● **ACTIVITY**: The answer should hold only the line with "Where can you spot the woman's nose?" and each line after it through the last line of the material, exactly.

◇ ◇ ◇ ◇ ◇ ◇ ◇

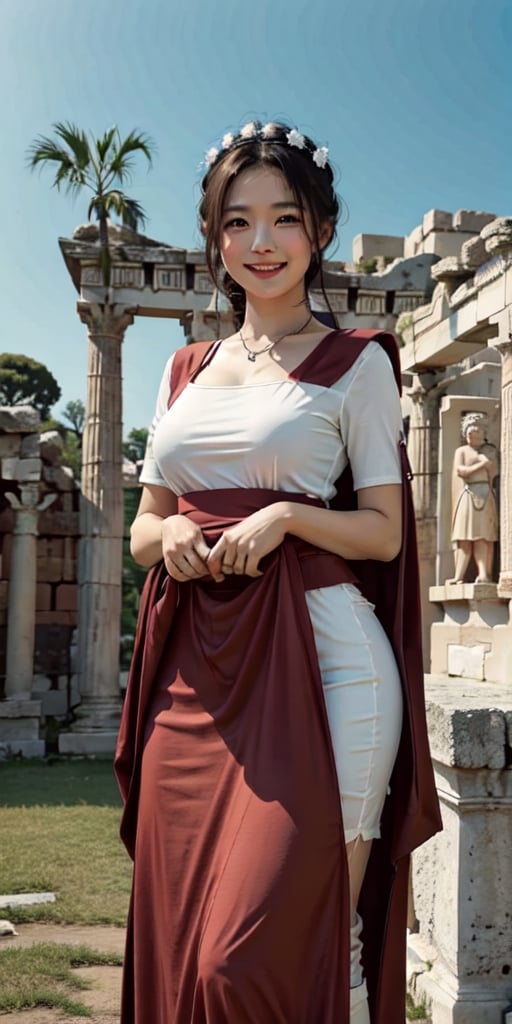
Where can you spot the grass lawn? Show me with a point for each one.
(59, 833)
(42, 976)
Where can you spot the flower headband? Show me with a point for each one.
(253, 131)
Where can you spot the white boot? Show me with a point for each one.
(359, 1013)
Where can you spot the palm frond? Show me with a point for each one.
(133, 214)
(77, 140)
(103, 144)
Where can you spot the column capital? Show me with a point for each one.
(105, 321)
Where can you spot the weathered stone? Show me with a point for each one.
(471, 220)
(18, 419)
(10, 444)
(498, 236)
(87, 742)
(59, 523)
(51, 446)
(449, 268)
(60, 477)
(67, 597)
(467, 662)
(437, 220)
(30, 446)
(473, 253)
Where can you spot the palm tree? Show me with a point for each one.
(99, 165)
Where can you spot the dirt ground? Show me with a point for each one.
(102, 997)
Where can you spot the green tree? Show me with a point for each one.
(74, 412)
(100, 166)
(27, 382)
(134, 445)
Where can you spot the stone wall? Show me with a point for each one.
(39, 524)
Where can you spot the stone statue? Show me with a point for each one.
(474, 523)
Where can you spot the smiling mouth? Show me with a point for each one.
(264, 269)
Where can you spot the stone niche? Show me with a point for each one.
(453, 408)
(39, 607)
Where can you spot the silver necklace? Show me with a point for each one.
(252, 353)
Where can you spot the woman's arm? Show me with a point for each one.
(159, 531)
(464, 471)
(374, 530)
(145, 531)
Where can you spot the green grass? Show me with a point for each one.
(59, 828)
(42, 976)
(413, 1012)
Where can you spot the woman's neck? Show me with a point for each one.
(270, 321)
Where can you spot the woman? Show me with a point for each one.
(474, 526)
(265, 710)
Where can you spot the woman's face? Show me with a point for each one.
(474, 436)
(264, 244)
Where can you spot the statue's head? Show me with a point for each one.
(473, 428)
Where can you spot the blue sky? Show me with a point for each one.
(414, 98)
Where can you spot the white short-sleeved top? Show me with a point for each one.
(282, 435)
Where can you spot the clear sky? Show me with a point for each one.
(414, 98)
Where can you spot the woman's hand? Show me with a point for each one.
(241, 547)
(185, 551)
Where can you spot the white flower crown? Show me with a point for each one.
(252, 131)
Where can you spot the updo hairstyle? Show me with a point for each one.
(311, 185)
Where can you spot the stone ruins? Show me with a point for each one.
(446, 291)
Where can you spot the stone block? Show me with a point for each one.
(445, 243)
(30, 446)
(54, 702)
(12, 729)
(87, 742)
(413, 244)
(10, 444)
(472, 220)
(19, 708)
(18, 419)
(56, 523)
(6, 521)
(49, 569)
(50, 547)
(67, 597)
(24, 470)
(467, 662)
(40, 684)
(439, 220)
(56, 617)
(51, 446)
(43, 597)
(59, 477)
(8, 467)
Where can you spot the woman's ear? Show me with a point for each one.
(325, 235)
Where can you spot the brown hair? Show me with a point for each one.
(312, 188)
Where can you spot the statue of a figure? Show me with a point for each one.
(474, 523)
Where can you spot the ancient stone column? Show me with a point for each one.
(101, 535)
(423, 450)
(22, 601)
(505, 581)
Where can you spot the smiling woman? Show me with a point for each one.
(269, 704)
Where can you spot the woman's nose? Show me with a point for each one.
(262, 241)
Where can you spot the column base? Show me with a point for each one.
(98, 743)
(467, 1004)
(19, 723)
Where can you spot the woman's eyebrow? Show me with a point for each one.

◇ ◇ ◇ ◇ ◇ ◇ ◇

● **RESULT FOR THIS TASK**:
Where can you spot the woman's nose? Show me with a point for each one.
(262, 241)
Where can you spot the column base? Show me with a point for each one.
(98, 743)
(467, 1004)
(19, 723)
Where can you spot the woman's eyebrow? Show me with a point for each one.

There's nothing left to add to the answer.